--- start of Data shown ---

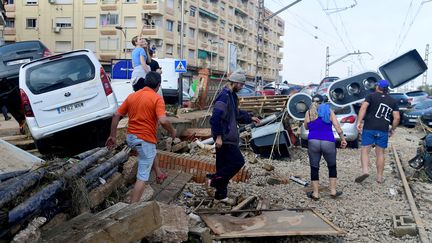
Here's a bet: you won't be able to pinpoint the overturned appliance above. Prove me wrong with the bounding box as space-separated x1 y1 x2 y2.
408 134 432 180
327 50 427 106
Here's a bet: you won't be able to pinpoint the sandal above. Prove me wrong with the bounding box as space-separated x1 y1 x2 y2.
354 174 369 183
156 172 168 184
306 192 319 201
330 191 343 199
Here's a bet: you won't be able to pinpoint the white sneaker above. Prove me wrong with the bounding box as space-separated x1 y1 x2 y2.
215 197 235 206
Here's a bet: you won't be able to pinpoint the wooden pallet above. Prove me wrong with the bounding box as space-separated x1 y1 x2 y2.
239 95 289 115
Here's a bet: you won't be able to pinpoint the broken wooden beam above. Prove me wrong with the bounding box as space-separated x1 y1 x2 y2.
83 149 130 184
0 168 46 208
0 170 30 182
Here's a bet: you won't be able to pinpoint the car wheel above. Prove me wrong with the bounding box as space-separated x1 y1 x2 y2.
348 137 359 148
300 138 308 148
34 139 51 155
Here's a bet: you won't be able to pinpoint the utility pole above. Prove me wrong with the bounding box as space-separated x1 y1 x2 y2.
326 46 330 77
255 0 264 90
178 0 184 107
422 44 429 88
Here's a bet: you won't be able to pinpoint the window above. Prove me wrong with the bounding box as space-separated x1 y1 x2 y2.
220 2 225 12
26 19 37 29
188 28 195 38
56 17 72 28
189 6 196 17
188 49 195 59
220 20 225 29
99 36 119 51
5 19 15 28
123 16 136 29
84 17 97 29
56 0 73 4
84 41 96 52
26 55 96 94
55 41 72 52
167 0 174 9
166 20 174 32
26 0 38 5
165 44 174 55
100 13 118 26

--- end of Data shown ---

• Instruction:
Turn the items above into a two-column CSV with the header "item" and "answer", one row per item. Put each item's text and its answer in their own quoted fields, with line breaks replaced by spaces, and leave out the pictures.

• Result for this exercise:
item,answer
"Here's a bet: you won't be able to pinpoint the overturned appliance above. Prove me wrong with the bounding box as space-separated x1 y1 x2 y2.","408 134 432 180 327 50 427 106"
"Here's a bet: you won't be able to pinpoint the sandal above. Prove me wrong with the bounding box as space-separated x1 y1 x2 y2.","354 174 369 183 156 172 168 184 306 192 319 201 330 191 343 199"
"Here's a bet: you won't be able to pinpoint the white sneaker above. Prove me wrong with the bounding box as space-separated x1 y1 x2 y2.","215 197 235 206"
"Here's a bet: you won't be able to pinpoint the wooden pallet above. Prove me wrong with the bounding box as space-separated x1 y1 x2 y2.","239 95 289 115"
"Here's a bet: you won't be able to pinpoint the broken wooden beam above. Prove me wrong with the bounding box as space-separated x1 y1 x2 y2.","83 149 130 184 0 168 46 208 0 170 30 182"
"Here's a bet: you won't be able to pinpoint the car wheel above. Prove me wrong with the bounding box as space-separated x1 y1 x2 y2.","348 137 359 148 300 138 308 148 34 139 51 155"
"Here's a bet: you won't be able to pinpoint the utility pole above. Prove me wrong with the bounding box as space-separated x1 y1 x2 y2.","326 46 330 77 255 0 264 90 178 0 184 107 422 44 429 88"
"Here's a bet: you won't be able to pinpoint the window above. Prove me wrong with the bounding box as space-separated x1 y1 x2 y2.","220 2 225 12 26 19 37 29 188 28 195 38 56 17 72 28 189 6 196 17 188 49 195 59 220 20 225 29 99 36 119 51 5 19 15 28 123 16 136 29 84 17 97 29 56 0 73 4 84 41 96 52 26 55 96 94 55 41 72 52 167 0 174 9 166 20 174 32 26 0 38 5 165 44 174 55 100 13 118 26"